Так, историческая география России, понимаемая, как научная дисциплина, изучающая специфику формирования и становления образов различных российских регионов и страны в целом, представляет очень интересную область для геономического анализа. В этом контексте особенно привлекает внимание проблематика колонизации обширных российских территорий и специфика историко-географического воображения российских пространств. Например, наличие сложившейся к началу XXI века довольно богатой историографической базы позволяет предварительно наметить пути подобного анализа применительно к исторической эпохе 1930-1950-х гг. (эпоха сталинизма).

Огромные лагерные комплексы ГУЛАГа на северных и восточных окраинах Советского Союза не могли быть ни чем иным, как попыткой вторичной колонизации этих территорий в жестких условиях вынужденной индустриализации и модернизации СССР. Использование принудительного труда в столь значительных масштабах на фоне политических репрессий в Сибири, на Дальнем Востоке, Европейском Севере, Казахстане способствовало формированию новых амбивалентных образов этих территорий. Существенно, что образы лагерей ассоциировались с образами неосвоенных, диких, безлюдных и холодных районов, ставших источниками промышленного могущества Советского Союза[22]. Формирование подобных образов окраинных территорий СССР стало своего рода пространственной трансакцией, призванной усилить образ страны в целом, диверсифицируя его за счет ранее почти не использовавшихся или слабо использовавшихся образов богатых различными природными ресурсами фронтирных окраин. Поэтому и сам ГУЛАГ, его порой вынужденные территориальные стратегии представляются нам попыткой как политического руководства СССР, так и лагерного руководства создать, разработать не только слабо освоенные месторождения окраин потом и кровью миллионов заключенных, но и фундаментальные основы массового образа гигантской и могущественной страны, богатой, прежде всего образами своих малоизвестных и отдаленных регионов.

* [Обязательное задание 1]:
Определите, соответствуют ли исходному тексту утверждения (a), (b) и (c). Для каждого ответьте «да» или «нет» и приведите решающие слова текста точной цитатой.
(a) Лагерные комплексы ГУЛАГа находились на северных и восточных окраинах Советского Союза.
(b) Образы лагерей связывались с образами густонаселенных и теплых районов.
(c) Пути анализа намечены применительно к эпохе 1960–1980-х годов.

* [Материал задания]:

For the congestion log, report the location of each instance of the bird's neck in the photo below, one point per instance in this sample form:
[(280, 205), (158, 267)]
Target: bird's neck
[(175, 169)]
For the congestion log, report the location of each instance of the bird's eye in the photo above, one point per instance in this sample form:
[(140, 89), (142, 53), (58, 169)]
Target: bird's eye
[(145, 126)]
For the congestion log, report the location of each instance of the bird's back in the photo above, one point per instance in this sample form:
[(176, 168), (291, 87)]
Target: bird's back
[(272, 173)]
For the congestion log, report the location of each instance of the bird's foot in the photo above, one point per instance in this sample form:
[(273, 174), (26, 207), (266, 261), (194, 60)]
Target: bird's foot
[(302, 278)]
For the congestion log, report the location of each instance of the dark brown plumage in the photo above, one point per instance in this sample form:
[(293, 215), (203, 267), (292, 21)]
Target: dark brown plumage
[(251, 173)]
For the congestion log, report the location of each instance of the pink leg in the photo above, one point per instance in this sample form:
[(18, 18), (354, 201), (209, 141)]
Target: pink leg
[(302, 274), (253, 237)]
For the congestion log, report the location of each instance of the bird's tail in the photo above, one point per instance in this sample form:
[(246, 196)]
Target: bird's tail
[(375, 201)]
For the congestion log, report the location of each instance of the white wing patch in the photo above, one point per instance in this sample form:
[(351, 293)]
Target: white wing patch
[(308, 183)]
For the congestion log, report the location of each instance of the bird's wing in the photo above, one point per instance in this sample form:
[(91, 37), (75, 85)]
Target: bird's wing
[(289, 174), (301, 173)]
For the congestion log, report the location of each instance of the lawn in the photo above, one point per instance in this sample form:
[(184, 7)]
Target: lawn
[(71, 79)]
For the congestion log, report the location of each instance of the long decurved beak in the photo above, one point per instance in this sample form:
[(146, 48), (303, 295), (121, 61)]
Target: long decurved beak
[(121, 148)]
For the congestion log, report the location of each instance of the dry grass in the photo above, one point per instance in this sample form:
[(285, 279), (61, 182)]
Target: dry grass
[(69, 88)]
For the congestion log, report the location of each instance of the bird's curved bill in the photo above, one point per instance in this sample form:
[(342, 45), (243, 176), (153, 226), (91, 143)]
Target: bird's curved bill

* [Обязательное задание 2]: Перепишите записи начиная со строки, где стоит «of the pink», и вниз до строки, где стоит «[(375, 201)]», включая обе. Замените в них «congestion log» на «traffic log», остальное оставьте без изменений.

* [Результат упражнения 1]:
(a) Да: «Огромные лагерные комплексы ГУЛАГа на северных и восточных окраинах Советского Союза».
(b) Нет: «образы лагерей ассоциировались с образами неосвоенных, диких, безлюдных и холодных районов».
(c) Нет: «применительно к исторической эпохе 1930-1950-х гг. (эпоха сталинизма)».

* [Результат упражнения 2]:
For the traffic log, report the location of each instance of the pink leg in the photo above, one point per instance in this sample form:
[(18, 18), (354, 201), (209, 141)]
Target: pink leg
[(302, 274), (253, 237)]
For the traffic log, report the location of each instance of the bird's tail in the photo above, one point per instance in this sample form:
[(246, 196)]
Target: bird's tail
[(375, 201)]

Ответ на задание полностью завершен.